Что требуется:
- 1) Перепишите из фрагмента дословно всё, начиная с «Я никогда и» и вплоть до «них свою выгоду.».
- 2) Ответьте на вопросы по фрагменту:
(a) Каких писарей, помимо писарей к исправнику и к заседателю, называет фрагмент?
(b) К кому обращались начальники, когда говорили о пользе, о правде, о благе народа?
(c) Чем начальники безуспешно пытались остановить рассказчика, прежде чем искать союзников?

Здесь кстати сказать, что и в Сибири произошло то же явление, которое так повсеместно замечается у поляков в Польше и в Западном крае, населенном поляками и евре­ями. Ссыльные политические поляки сейчас сошлись в Сибири с жидами, сосланными за нравственные преступ­ления: за воровство, делание и сбыт фальшивых ассигна­ций и пр., и стали заодно с ними участвовать во всех нечистых делах, употребляя их в свою очередь своими ору­диями, как сами служили орудиями для злоупотреблений администрации. Если поляку удалось втереться в писари к исправнику, к заседателю или тем более в волостные пи­сари, то по всем нечистым делам у него факторами были жиды. Вследствие всего вышесказанного создалось в Вос­точной Сибири такое общее положение: если начальники искренно или неискренно говорили о пользе, о правде, о благе народа, об улучшениях и пр., они обращались ко мне.

Я никогда и никому не отказывал ни в совете, ни в содействии. Но так как никто не имел личного права на мои услуги, а я мог действовать только служа бескорыстно общему благу, то я и не мог допускать, чтобы кто-нибудь осмеливался действия мои на общую пользу обращать на свою исключительную. Поэтому я всегда зорко смотрел на действия начальников, и при первой попытке их употре­бить мой труд на их выгоду ко вреду народа, они немед­ленно встречали меня с моим энергическим обличением и противодействием. Тогда они, безуспешно попытавшись остановить меня обольщением выгоды или угрозами, пе­реходили к тому, что искали себе союзников в людях, враждующих против меня, и начинали заискивать у них популярность, кокетничая с теми из декабристов и из со­циалистов (а в особенности с поляками), которым не только не противны были дурные дела начальников, но которые и сами извлекали еще из них свою выгоду.

Извлечённые строки:
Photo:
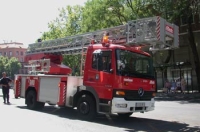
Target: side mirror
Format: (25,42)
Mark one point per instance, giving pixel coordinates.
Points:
(111,70)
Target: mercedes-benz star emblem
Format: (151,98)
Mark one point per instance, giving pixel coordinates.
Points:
(140,92)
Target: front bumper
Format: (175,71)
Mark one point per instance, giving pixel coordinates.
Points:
(120,105)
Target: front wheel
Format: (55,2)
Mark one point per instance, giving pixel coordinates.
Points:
(31,101)
(86,107)
(125,115)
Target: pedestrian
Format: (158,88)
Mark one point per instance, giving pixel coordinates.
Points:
(5,87)
(173,86)
(183,84)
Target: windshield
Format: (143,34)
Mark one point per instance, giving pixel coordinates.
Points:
(134,64)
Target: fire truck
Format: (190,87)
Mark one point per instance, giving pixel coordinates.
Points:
(116,75)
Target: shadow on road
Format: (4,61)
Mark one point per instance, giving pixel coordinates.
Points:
(131,124)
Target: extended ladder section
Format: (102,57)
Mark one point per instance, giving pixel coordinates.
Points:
(38,66)
(155,32)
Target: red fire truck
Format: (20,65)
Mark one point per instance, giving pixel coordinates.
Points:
(116,76)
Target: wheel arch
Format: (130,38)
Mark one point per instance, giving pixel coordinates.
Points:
(86,91)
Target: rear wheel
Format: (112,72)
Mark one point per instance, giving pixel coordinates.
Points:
(31,101)
(86,107)
(125,115)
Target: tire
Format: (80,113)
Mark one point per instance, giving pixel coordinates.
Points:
(31,101)
(124,115)
(86,107)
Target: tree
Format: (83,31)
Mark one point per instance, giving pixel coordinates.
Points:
(9,65)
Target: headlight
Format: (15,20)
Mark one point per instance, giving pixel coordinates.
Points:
(121,105)
(121,93)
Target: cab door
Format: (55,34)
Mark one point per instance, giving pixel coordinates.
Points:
(102,70)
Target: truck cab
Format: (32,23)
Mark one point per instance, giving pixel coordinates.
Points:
(122,76)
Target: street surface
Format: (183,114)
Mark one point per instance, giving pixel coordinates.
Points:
(173,116)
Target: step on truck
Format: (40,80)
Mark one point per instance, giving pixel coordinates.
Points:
(116,75)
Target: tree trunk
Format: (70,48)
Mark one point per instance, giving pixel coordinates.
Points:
(194,51)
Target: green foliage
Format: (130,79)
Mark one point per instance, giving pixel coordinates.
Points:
(9,65)
(74,62)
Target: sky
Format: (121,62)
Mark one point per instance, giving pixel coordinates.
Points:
(24,20)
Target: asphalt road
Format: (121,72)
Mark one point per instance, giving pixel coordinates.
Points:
(173,116)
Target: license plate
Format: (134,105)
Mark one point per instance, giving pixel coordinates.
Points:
(140,104)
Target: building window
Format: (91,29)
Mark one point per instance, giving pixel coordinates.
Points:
(10,53)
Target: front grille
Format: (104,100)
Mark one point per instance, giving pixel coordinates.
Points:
(133,95)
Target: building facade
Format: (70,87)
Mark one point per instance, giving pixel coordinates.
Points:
(181,64)
(14,49)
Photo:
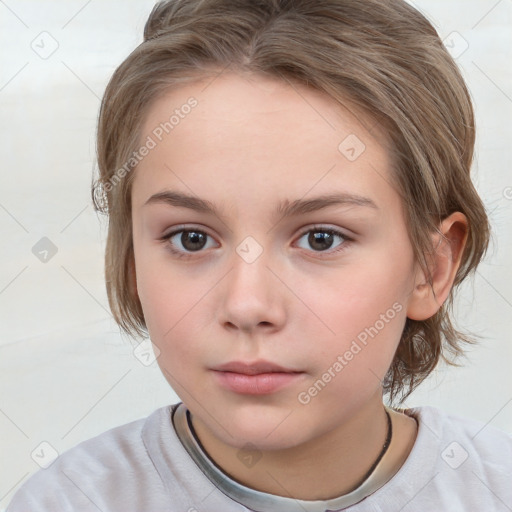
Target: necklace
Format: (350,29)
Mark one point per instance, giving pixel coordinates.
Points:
(381,471)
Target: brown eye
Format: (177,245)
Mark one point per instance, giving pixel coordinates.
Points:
(322,239)
(184,242)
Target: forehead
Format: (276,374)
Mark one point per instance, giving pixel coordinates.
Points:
(252,138)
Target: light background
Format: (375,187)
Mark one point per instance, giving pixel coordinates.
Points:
(66,373)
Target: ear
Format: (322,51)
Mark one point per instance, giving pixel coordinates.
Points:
(426,300)
(132,276)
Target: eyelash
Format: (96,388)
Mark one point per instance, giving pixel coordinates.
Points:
(315,229)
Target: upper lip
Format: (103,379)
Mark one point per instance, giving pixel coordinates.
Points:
(254,368)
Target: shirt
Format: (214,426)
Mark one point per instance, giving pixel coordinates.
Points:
(456,464)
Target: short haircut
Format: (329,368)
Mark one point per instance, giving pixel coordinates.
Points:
(380,56)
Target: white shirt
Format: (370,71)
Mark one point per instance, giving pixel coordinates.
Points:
(456,464)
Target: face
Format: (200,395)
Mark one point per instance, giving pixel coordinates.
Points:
(276,306)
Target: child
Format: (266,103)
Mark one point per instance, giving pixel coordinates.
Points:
(290,210)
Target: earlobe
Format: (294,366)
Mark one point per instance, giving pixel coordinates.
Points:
(426,300)
(132,276)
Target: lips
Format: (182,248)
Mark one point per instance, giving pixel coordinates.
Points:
(255,368)
(255,378)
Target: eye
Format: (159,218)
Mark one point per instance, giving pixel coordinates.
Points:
(320,239)
(184,242)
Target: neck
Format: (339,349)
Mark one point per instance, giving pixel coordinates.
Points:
(322,468)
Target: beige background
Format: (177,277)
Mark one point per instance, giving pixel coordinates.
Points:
(66,374)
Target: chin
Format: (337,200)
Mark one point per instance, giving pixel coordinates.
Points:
(265,427)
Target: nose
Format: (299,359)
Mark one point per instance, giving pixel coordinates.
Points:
(252,298)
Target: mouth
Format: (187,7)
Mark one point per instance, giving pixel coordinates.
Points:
(256,378)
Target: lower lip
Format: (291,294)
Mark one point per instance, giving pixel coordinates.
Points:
(260,384)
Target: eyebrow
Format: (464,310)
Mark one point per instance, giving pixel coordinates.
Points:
(284,209)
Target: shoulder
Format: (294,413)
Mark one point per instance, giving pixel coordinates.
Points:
(91,474)
(470,461)
(467,437)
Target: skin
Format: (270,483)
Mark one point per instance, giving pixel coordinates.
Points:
(250,143)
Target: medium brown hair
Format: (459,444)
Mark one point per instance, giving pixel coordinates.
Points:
(383,57)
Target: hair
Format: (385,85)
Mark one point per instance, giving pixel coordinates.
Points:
(382,57)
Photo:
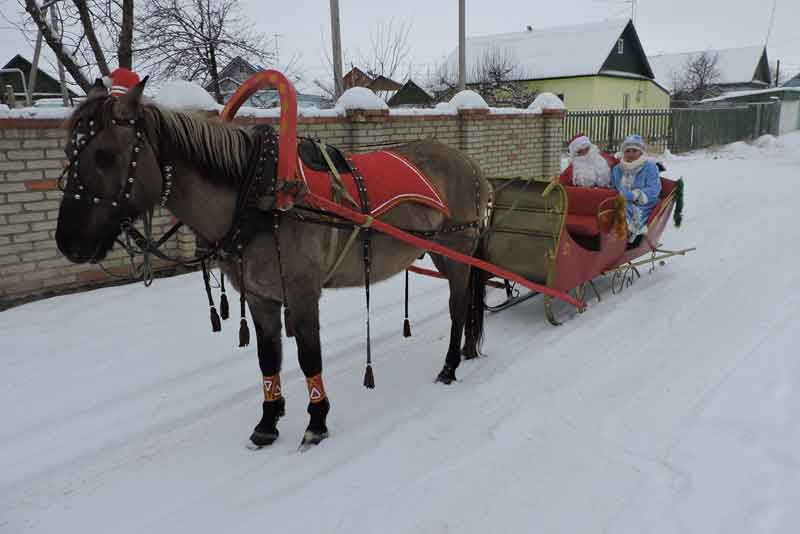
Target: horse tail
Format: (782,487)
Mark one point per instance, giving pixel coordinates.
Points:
(476,306)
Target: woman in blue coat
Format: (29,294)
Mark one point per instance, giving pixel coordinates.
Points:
(637,179)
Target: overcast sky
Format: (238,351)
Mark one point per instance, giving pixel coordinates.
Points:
(664,26)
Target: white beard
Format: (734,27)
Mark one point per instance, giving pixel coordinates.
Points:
(591,170)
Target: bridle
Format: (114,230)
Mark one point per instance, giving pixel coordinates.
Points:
(74,190)
(70,184)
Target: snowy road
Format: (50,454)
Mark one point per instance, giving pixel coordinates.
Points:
(673,407)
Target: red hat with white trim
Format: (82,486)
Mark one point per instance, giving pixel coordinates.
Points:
(120,81)
(578,142)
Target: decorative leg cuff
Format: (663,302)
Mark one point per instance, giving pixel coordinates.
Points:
(272,388)
(316,390)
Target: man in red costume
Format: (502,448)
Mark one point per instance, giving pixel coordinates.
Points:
(588,166)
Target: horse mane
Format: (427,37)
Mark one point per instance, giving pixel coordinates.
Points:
(220,148)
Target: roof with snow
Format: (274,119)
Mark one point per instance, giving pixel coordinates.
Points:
(736,66)
(561,52)
(793,82)
(781,93)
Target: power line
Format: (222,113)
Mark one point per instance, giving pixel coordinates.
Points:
(771,21)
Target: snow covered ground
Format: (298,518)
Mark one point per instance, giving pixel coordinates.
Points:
(672,407)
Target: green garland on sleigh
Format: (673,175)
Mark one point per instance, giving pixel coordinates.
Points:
(677,216)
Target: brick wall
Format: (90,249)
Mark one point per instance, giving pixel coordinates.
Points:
(31,158)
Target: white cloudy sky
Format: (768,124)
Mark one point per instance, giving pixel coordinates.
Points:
(665,25)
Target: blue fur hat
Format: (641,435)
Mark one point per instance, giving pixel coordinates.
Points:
(633,141)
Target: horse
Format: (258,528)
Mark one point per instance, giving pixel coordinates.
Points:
(124,157)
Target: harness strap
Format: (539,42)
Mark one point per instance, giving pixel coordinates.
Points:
(336,180)
(350,240)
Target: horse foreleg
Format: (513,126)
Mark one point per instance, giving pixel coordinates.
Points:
(458,277)
(309,353)
(267,321)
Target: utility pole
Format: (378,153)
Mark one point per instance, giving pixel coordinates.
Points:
(277,50)
(462,44)
(61,75)
(336,38)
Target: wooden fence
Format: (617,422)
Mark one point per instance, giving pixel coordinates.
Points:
(678,130)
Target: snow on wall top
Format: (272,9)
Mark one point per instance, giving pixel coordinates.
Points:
(736,65)
(360,98)
(547,53)
(546,101)
(468,100)
(183,95)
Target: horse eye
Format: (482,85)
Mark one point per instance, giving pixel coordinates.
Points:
(105,158)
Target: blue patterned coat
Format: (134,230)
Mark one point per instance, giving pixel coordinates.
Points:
(641,190)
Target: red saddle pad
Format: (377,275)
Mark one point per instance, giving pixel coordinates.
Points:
(390,180)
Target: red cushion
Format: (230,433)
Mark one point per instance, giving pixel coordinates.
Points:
(583,225)
(587,200)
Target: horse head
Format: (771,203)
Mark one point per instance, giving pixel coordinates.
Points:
(112,175)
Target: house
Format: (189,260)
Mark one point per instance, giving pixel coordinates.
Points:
(784,103)
(46,85)
(356,78)
(411,94)
(792,82)
(381,85)
(740,69)
(593,66)
(233,75)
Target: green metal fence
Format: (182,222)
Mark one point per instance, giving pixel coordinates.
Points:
(678,130)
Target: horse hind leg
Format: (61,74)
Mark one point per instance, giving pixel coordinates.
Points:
(267,323)
(306,327)
(462,301)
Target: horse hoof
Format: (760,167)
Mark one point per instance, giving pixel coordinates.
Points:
(447,375)
(311,438)
(260,439)
(470,354)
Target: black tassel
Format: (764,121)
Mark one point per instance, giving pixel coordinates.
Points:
(369,378)
(224,312)
(244,333)
(287,321)
(216,326)
(406,322)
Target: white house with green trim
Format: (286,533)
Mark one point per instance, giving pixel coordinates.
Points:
(595,66)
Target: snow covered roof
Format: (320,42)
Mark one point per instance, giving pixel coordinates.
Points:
(559,52)
(793,82)
(736,65)
(738,94)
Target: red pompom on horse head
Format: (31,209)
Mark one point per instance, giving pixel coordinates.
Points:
(120,81)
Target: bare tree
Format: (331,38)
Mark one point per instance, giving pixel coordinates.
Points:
(698,78)
(389,50)
(86,33)
(192,39)
(388,55)
(498,77)
(777,74)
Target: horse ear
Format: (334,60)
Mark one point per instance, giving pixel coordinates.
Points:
(98,89)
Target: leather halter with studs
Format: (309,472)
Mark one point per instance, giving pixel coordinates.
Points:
(70,183)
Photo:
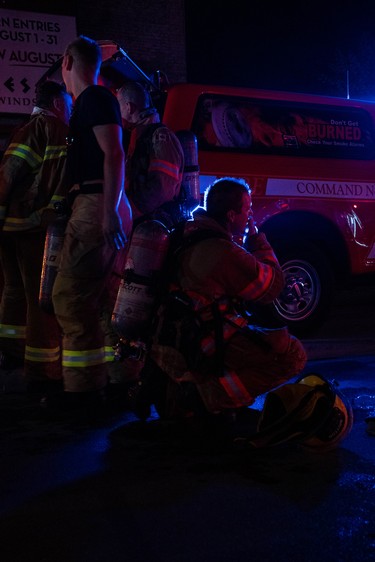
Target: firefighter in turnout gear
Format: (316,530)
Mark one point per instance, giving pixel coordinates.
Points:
(154,160)
(97,229)
(32,179)
(230,359)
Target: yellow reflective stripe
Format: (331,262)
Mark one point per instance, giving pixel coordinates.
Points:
(109,353)
(55,152)
(15,224)
(26,153)
(86,358)
(12,332)
(42,354)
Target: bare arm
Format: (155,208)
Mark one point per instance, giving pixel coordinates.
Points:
(115,230)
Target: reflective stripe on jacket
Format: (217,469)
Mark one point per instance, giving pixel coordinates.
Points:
(32,172)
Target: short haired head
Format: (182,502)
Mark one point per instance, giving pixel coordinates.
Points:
(86,52)
(136,94)
(225,194)
(47,92)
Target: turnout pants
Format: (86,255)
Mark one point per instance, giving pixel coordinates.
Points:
(82,299)
(26,332)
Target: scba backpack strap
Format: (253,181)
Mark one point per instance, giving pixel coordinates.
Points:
(179,324)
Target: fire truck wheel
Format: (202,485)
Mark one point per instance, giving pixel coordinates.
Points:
(309,283)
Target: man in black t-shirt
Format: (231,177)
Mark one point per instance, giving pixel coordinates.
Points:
(98,227)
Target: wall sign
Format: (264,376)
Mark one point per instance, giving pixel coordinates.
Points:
(29,44)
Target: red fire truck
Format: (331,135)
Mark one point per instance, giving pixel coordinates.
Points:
(310,161)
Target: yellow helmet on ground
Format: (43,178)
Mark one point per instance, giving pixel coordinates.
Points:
(310,412)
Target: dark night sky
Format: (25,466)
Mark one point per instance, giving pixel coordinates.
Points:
(294,45)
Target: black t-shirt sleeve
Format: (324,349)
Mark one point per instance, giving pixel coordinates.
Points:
(100,107)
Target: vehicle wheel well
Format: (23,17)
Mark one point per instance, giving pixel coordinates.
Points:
(313,228)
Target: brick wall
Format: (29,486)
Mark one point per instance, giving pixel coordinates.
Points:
(152,32)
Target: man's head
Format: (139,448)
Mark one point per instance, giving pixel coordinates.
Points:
(53,96)
(81,64)
(228,201)
(135,103)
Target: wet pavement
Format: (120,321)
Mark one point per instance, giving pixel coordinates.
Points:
(132,491)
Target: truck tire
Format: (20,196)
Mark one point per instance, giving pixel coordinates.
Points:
(309,286)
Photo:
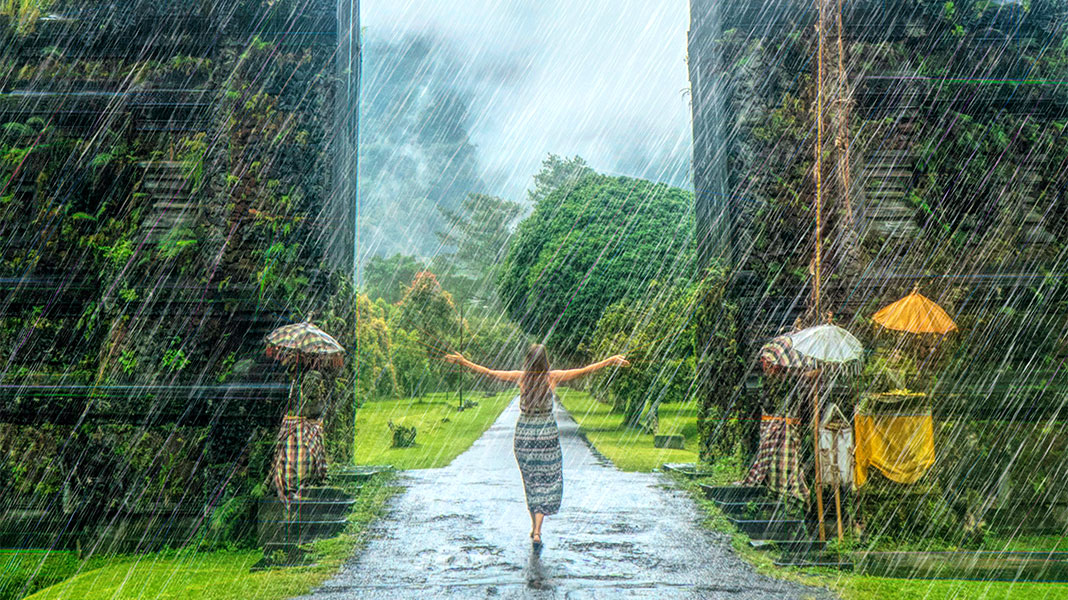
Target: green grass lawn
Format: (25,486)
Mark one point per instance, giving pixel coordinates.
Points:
(631,449)
(852,586)
(221,574)
(441,430)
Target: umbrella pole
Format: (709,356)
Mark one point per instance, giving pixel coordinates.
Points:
(815,433)
(837,484)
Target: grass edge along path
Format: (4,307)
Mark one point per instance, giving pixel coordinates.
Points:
(224,574)
(854,586)
(629,448)
(442,430)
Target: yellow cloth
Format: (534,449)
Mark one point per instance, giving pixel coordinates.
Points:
(900,446)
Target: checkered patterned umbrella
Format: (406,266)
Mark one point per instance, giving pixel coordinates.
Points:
(304,344)
(780,354)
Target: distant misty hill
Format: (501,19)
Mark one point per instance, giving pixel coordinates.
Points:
(414,151)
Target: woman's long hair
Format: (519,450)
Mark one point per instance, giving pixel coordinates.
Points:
(535,374)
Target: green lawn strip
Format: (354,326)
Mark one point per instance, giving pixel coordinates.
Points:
(222,574)
(629,448)
(441,430)
(853,586)
(26,571)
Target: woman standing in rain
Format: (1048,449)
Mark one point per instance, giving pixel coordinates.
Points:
(537,440)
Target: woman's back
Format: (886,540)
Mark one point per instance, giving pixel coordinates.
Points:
(535,399)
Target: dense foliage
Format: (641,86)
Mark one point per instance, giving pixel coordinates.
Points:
(587,246)
(657,337)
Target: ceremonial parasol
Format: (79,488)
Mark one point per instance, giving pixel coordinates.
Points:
(829,346)
(832,348)
(779,353)
(915,314)
(304,344)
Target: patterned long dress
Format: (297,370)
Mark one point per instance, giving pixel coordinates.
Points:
(540,461)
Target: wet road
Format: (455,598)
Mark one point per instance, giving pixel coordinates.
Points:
(462,532)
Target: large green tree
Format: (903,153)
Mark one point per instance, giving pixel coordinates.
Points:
(476,236)
(389,278)
(591,243)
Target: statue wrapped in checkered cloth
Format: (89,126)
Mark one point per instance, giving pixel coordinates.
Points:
(300,458)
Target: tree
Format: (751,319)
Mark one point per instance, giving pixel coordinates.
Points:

Ожидаемые ответы:
- 1)
Я никогда и никому не отказывал ни в совете, ни в содействии. Но так как никто не имел личного права на мои услуги, а я мог действовать только служа бескорыстно общему благу, то я и не мог допускать, чтобы кто-нибудь осмеливался действия мои на общую пользу обращать на свою исключительную. Поэтому я всегда зорко смотрел на действия начальников, и при первой попытке их употре­бить мой труд на их выгоду ко вреду народа, они немед­ленно встречали меня с моим энергическим обличением и противодействием. Тогда они, безуспешно попытавшись остановить меня обольщением выгоды или угрозами, пе­реходили к тому, что искали себе союзников в людях, враждующих против меня, и начинали заискивать у них популярность, кокетничая с теми из декабристов и из со­циалистов (а в особенности с поляками), которым не только не противны были дурные дела начальников, но которые и сами извлекали еще из них свою выгоду.

- 2)
(a) Волостных писарей.
(b) К рассказчику.
(c) Обольщением выгоды или угрозами.